Receiving packets from wrong channels

I’m running the following experiment to test that I am correctly assigning and switching channels:

-2 devices.

-1 device transmits 1 packet periodically, each time on a different channel. Specifically, the device will transmit on channel 1 then 4, 5, 7, 3, and 2 before starting back over with 1. This is done continuously

  • The other device is continuously listening on ONLY channel 1.

It is my expectation that out of the repeated period (i.e running through all channels once), only one packet will be received by the receiver (on channel 1). However, the receiver is actually receiving three packets over the interval before starting over from channels 3,2,1; in that order (no packets received from 4, 5, or 7). This is despite the fact that the receiver is ONLY listening to channel 1. The code I am using to switch channels is at the end of this post (most of it was copied from the dwt_configure function with substituted variables). The code is called directly before starting to either transmit or receive (e.g. directly before calling dwt_rxenable(DWT_START_RX_IMMEDIATE))
++++++++++++++++++++
_Problems to solve_
1/ Print the part of the post about packets arriving from wrong channels from "It is my expectation" to "before calling dwt_rxenable(DWT_START_RX_IMMEDIATE))".
2/ Summarize the post about packets arriving from wrong channels in two sentences.
3/ Write the next part of the post about packets arriving from wrong channels, picking up after its last sentence.

_Material_
++++++++++++++++++++
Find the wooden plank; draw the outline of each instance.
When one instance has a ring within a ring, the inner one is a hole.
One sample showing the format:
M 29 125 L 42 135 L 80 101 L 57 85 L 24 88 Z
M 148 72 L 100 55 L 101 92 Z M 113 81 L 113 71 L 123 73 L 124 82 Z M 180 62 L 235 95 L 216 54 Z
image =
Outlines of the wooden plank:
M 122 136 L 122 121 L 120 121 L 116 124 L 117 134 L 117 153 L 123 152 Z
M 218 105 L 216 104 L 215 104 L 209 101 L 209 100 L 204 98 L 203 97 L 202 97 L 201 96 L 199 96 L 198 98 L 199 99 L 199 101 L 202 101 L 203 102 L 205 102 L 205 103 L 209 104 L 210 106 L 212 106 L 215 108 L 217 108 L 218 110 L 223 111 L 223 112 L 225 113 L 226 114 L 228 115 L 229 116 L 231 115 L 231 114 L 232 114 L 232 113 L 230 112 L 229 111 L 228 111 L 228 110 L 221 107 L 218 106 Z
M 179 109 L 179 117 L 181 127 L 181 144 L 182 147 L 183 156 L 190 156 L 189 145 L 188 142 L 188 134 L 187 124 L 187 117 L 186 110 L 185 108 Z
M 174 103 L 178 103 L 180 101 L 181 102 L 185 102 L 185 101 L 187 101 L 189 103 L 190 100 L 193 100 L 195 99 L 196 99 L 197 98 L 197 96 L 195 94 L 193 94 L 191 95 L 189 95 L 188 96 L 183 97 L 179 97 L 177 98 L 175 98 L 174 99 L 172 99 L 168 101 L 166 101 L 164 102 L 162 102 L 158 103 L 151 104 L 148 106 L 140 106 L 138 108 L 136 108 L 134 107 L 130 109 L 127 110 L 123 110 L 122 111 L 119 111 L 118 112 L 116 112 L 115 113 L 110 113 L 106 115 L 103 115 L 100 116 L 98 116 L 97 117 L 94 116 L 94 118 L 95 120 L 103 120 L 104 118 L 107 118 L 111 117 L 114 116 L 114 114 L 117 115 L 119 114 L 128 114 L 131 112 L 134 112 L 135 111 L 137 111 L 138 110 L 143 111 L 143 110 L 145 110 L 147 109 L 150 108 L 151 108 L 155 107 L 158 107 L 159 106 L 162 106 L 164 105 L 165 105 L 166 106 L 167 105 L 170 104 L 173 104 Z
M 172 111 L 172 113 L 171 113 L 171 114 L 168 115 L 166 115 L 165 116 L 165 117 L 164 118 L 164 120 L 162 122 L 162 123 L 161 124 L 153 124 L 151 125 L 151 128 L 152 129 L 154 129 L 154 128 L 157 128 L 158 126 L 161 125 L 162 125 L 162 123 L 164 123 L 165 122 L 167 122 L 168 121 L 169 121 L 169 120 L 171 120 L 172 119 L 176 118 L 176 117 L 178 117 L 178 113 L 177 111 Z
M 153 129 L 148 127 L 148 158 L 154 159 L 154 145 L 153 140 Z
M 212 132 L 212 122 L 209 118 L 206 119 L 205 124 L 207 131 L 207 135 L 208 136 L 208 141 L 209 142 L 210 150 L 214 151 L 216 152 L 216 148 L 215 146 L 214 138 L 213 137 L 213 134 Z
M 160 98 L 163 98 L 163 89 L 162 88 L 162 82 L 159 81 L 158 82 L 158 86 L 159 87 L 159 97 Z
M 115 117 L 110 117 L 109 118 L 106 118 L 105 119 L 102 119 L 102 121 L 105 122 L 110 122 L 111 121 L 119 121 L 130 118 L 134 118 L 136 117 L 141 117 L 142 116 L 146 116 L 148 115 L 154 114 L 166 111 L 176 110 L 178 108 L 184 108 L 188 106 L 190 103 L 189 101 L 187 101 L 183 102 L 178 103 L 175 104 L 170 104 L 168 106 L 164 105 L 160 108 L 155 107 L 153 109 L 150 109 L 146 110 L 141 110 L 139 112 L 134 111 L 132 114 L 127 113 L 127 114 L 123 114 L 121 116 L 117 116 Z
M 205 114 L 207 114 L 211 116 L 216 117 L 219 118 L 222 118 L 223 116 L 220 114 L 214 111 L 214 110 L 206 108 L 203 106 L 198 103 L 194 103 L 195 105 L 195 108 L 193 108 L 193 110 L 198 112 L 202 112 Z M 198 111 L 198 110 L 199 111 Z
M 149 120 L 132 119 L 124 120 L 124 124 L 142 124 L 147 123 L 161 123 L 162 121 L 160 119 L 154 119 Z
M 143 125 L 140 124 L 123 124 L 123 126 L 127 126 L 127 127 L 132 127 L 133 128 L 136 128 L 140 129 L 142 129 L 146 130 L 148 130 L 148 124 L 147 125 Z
++++++++++++++++++++
_Final results_
1/
It is my expectation that out of the repeated period (i.e running through all channels once), only one packet will be received by the receiver (on channel 1). However, the receiver is actually receiving three packets over the interval before starting over from channels 3,2,1; in that order (no packets received from 4, 5, or 7). This is despite the fact that the receiver is ONLY listening to channel 1. The code I am using to switch channels is at the end of this post (most of it was copied from the dwt_configure function with substituted variables). The code is called directly before starting to either transmit or receive (e.g. directly before calling dwt_rxenable(DWT_START_RX_IMMEDIATE))

2/ To test channel assignment and switching, the writer uses two devices: one transmits a packet periodically on channels 1, 4, 5, 7, 3, and 2 in turn, and the other listens only on channel 1. Instead of the single packet expected per cycle, the receiver gets three, from channels 3, 2, and 1 in that order, and none from channels 4, 5, or 7.

3/
Things I’ve tried:

  1. removed the tx power changes that the function makes. No effect.
  2. tried different devices. No effect.
  3. increased the amount of time between subsequent packet transmissions. No effect
  4. stopped changing the channels and repeated the experiment using only channel 1for both devices, only channel 2 for both devices, etc. This worked as expected. The receiver received all packets that it was supposed to (in this case, all).

I’m at a loss as to why I’m receiving on channels I’m not listening to. If anyone has an idea of what’s going on or could point me the direction of a possible solution I would much appreciate it.
My best guess at this point is that either (1) I’m misunderstanding what channels mean on this device (e.g. channels are not completely isolated from each other), (2) There is a configuration wrong somewhere in the code below, or (3) it takes a very long time to switch channels and I’m not giving the device enough time to switch before transmitting.

Configuration used (note that dwt_setsmarttxpower(0) is ran after initialization and configuration)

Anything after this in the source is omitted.